Rewrite the entries starting with the line containing "of the chair" and going on through the end of the entries, swapping "wooden" for "oak" and leaving everything else unchanged.

──────── Records ────────

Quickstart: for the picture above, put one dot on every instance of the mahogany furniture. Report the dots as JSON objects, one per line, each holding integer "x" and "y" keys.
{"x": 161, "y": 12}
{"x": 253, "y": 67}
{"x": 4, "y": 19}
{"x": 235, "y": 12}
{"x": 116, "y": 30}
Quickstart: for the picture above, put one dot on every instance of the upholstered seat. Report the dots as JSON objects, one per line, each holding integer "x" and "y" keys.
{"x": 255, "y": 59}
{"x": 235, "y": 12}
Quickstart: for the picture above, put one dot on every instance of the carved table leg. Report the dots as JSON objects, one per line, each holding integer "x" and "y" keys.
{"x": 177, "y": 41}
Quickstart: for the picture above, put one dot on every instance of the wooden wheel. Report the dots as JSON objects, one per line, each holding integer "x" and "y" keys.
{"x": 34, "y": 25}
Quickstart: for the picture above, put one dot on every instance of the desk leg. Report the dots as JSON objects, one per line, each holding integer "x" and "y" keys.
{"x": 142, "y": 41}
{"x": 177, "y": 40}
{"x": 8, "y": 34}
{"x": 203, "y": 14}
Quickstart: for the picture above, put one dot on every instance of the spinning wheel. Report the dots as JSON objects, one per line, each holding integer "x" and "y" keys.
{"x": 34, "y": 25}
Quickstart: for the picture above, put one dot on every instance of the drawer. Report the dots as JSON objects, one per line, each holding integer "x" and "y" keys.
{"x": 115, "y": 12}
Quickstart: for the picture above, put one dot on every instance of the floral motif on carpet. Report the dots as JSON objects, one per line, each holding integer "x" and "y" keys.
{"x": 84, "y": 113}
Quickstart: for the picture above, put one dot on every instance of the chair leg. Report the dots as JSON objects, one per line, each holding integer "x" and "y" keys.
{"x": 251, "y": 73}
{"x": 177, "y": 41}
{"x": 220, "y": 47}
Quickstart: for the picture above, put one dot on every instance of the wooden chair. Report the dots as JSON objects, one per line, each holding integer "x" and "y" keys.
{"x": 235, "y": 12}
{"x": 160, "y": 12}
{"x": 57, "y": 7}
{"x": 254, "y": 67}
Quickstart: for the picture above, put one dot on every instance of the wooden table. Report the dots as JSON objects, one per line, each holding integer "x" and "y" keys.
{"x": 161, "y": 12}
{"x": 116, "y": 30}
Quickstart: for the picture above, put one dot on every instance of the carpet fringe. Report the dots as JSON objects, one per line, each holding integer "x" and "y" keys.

────────

Result for this task »
Quickstart: for the picture above, put one dot on every instance of the chair leg. Report the dots as JSON objects, one per line, each holding integer "x" and "y" keys.
{"x": 251, "y": 73}
{"x": 177, "y": 41}
{"x": 220, "y": 47}
Quickstart: for the picture above, put one dot on every instance of the oak chair. Report the dots as JSON objects, one per line, each holding integer "x" and "y" keys.
{"x": 235, "y": 12}
{"x": 160, "y": 12}
{"x": 57, "y": 7}
{"x": 254, "y": 67}
Quickstart: for the picture above, put one dot on every instance of the oak table. Report the dots as JSON objects, one per line, each holding integer "x" and "y" keys.
{"x": 161, "y": 12}
{"x": 116, "y": 30}
Quickstart: for the picture above, put one dot on every instance of the carpet fringe. Report the dots as JSON objects, one per line, each holding integer "x" and "y" keys.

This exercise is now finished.